PETIT EXERCICE 1:
Dites si chacune de ces phrases est d'accord avec le texte sur l'avion d'Ouffet : (a) l'avion était un chasseur monoplace américain ; (b) l'atterrissage a eu lieu dans la partie nord d'Ouffet ; (c) il faisait froid au moment des faits. Répondez par oui ou par non et citez à chaque fois les mots du texte qui tranchent.
PETIT EXERCICE 2:
Recopiez le passage du texte sur l'avion d'Ouffet qui commence par « Disons d’emblée que » et va jusqu'à « Offensive von Rundstedt. ».

TEXTE FOURNI:
● ● ● ● ●

La Petite Gazette du 12 octobre 2011

CET AVION A OUFFET

Monsieur Jacques Bastin, de Heyd, est allé voir les décombres de cet avion dont je vous avais proposé cette photo. Il se souvient de ce qu’il y a vu :

« A l’époque de l’incident, j’étais un réfugié liégeois vivant chez ses grands-parents paternels à Ouffet et ai encore relativement bien en mémoire cet incident que l’on peut, certes, qualifier de fort marquant. Toutefois, considérant que tout cela s‘est passé, il y a  maintenant plus de soixante ans, certaines petites imprécisions ou erreurs de ma part restent toutefois fort possibles. Voici :

Disons d’emblée que l’avion reproduit dans « La Petite Gazette » est un chasseur Thunderbolt (monoplace américain d’une puissance de 2000 CV, d’une envergure de 12,50 mètres et armé de 8 mitrailleuses). Etant en difficulté au-dessus d’Ouffet, il a donc tenté et réussi un atterrissage de fortune  dans la partie SUD de cette localité. Selon mes souvenirs, les faits doivent s’être produits dans le courant d’octobre ou au tout début de novembre 1944. Il faisait alors très beau et doux et nul ne s’attendait à la terrible vague froid qui allait bientôt s’abattre sur nos contrées en décembre et janvier suivants, lors de la fameuse Offensive von Rundstedt.

M’étant rendu, en compagnie d’amis, sur les lieux de cet atterrissage forcé situés à un petit kilomètre de la Grand-Place d’Ouffet ; soit à la cote 260 d’un petit bosquet de feuillus garnissant le sommet d’une petite colline située entre la route (N638) reliant Ouffet à Hamoir via Néblon-le-Pierreux et le chemin reliant Ouffet au Château d’Himbe, j’ai donc pu voir et grimper tout à mon aise sur ledit chasseur lequel ne semblait pas, comme le montre bien la photo de  «La Petite Gazette», avoir tellement souffert lors de son passage ultime à travers le réseau des nombreux arbustes environnants.

Selon les dires de certains, le pilote aurait directement sauté, indemne, hors de son cockpit, le colt au poing, car ne sachant nullement s’il était en territoire ami ou ennemi.

● ● ● ● ●

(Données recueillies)
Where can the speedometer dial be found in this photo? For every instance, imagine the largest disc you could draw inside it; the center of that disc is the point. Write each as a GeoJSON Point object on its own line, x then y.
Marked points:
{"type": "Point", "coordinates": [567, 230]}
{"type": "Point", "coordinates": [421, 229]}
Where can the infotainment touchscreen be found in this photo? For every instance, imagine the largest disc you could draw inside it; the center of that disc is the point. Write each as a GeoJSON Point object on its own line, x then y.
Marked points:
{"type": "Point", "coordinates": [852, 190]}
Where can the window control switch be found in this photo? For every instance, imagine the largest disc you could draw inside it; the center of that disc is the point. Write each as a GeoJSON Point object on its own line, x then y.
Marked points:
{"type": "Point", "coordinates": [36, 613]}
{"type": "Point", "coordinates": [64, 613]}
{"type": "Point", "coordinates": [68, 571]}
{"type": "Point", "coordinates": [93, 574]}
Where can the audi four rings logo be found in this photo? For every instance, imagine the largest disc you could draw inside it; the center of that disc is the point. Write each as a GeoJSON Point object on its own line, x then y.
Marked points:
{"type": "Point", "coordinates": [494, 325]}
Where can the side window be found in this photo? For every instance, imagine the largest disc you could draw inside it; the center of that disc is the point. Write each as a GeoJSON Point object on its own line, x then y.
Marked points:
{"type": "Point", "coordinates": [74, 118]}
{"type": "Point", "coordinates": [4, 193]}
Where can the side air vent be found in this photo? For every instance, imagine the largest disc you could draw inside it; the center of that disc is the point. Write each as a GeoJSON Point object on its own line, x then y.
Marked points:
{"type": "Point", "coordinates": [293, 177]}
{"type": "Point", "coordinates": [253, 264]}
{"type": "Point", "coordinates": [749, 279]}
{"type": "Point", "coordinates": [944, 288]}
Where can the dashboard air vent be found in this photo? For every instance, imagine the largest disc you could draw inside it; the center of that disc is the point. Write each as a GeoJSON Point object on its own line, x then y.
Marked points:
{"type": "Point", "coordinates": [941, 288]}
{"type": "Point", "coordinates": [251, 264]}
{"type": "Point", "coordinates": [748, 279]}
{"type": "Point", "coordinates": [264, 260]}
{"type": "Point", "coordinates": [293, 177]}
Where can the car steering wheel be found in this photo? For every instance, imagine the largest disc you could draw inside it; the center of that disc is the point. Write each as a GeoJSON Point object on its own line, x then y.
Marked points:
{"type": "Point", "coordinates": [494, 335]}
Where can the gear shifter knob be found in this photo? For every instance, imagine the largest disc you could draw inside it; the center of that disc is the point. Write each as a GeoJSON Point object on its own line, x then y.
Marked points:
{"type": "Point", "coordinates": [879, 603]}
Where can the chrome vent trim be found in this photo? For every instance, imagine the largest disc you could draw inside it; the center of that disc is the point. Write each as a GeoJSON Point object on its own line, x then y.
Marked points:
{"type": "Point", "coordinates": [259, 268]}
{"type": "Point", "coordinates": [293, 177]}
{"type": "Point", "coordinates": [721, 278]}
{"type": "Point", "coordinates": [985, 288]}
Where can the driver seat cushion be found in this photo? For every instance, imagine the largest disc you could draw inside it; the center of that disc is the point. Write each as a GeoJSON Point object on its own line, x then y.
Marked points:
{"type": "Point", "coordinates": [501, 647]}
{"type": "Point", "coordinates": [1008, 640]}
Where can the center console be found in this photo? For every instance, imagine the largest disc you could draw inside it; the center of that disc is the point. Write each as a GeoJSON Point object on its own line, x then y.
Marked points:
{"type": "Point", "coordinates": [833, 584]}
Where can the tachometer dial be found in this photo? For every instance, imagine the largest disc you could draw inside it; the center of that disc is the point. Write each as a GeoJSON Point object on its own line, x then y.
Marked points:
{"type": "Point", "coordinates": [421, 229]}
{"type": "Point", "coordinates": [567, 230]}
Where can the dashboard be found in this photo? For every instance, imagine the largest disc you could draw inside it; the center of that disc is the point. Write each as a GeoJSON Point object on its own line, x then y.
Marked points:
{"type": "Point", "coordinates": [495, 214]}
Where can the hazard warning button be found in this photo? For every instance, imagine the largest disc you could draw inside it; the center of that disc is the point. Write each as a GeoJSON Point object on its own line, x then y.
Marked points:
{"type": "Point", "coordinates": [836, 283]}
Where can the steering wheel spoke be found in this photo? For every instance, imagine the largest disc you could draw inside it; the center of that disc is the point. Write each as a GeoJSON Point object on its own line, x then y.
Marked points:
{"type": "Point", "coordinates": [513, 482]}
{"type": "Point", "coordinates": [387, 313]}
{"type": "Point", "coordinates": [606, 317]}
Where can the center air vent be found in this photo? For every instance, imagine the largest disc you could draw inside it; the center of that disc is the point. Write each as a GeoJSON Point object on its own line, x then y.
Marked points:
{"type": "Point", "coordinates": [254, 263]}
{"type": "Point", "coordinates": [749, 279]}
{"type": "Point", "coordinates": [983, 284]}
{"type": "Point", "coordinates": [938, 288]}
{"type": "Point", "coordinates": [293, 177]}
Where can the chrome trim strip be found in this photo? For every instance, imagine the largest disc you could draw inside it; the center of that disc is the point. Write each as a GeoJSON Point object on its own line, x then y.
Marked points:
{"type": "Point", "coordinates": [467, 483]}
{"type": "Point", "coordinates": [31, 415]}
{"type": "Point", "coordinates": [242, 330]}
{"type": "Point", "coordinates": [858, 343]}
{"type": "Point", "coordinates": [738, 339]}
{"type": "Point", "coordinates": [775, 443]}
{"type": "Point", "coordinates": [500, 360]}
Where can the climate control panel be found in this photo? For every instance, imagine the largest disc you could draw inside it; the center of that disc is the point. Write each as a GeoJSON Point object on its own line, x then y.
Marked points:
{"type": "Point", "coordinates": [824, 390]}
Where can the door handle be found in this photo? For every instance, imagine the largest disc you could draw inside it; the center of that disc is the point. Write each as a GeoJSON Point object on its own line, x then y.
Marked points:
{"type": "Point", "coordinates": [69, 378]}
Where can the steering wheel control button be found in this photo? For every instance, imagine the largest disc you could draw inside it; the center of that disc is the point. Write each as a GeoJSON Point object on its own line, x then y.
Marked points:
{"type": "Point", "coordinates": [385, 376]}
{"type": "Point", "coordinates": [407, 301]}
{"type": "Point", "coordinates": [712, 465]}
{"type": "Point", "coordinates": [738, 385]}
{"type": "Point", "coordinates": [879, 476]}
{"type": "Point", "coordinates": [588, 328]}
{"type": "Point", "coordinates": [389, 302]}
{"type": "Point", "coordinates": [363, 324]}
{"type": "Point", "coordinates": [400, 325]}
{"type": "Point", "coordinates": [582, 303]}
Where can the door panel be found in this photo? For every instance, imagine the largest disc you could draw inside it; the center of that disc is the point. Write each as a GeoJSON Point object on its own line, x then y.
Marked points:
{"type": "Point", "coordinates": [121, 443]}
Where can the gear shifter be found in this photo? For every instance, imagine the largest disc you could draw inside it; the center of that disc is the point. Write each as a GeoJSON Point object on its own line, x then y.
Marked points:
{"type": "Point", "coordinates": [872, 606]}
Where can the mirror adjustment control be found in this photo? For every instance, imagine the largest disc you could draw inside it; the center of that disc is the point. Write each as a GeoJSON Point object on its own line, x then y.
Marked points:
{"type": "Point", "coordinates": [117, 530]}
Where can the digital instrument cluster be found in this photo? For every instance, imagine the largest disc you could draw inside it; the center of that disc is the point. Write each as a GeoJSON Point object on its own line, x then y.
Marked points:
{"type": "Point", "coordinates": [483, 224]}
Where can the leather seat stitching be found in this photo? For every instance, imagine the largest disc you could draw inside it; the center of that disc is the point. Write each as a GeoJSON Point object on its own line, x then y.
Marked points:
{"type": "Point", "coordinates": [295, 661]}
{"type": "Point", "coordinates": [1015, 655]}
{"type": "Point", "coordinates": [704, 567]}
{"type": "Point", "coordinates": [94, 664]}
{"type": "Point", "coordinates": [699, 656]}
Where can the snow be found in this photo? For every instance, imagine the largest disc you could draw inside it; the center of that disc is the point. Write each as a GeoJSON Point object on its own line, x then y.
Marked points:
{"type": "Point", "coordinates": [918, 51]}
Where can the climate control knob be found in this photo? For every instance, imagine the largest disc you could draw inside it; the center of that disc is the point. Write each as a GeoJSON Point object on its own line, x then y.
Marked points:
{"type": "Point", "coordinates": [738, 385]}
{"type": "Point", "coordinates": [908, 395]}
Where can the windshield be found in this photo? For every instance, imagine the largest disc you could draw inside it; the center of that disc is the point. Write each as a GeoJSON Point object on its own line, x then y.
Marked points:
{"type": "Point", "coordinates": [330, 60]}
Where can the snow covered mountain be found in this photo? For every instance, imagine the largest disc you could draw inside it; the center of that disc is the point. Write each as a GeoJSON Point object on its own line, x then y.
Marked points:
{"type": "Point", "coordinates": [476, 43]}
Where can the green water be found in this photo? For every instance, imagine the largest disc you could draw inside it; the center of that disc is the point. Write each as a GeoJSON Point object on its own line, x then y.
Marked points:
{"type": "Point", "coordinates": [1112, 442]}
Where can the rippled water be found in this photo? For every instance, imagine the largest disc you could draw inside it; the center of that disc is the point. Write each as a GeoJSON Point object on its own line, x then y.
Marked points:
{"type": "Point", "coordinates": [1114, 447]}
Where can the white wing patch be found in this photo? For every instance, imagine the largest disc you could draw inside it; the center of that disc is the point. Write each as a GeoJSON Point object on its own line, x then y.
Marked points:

● ● ● ● ●

RÉSULTAT 1:
(a) Oui : « un chasseur Thunderbolt (monoplace américain d’une puissance de 2000 CV ».
(b) Non : « dans la partie SUD de cette localité ».
(c) Non : « Il faisait alors très beau et doux ».

RÉSULTAT 2:
Disons d’emblée que l’avion reproduit dans « La Petite Gazette » est un chasseur Thunderbolt (monoplace américain d’une puissance de 2000 CV, d’une envergure de 12,50 mètres et armé de 8 mitrailleuses). Etant en difficulté au-dessus d’Ouffet, il a donc tenté et réussi un atterrissage de fortune  dans la partie SUD de cette localité. Selon mes souvenirs, les faits doivent s’être produits dans le courant d’octobre ou au tout début de novembre 1944. Il faisait alors très beau et doux et nul ne s’attendait à la terrible vague froid qui allait bientôt s’abattre sur nos contrées en décembre et janvier suivants, lors de la fameuse Offensive von Rundstedt.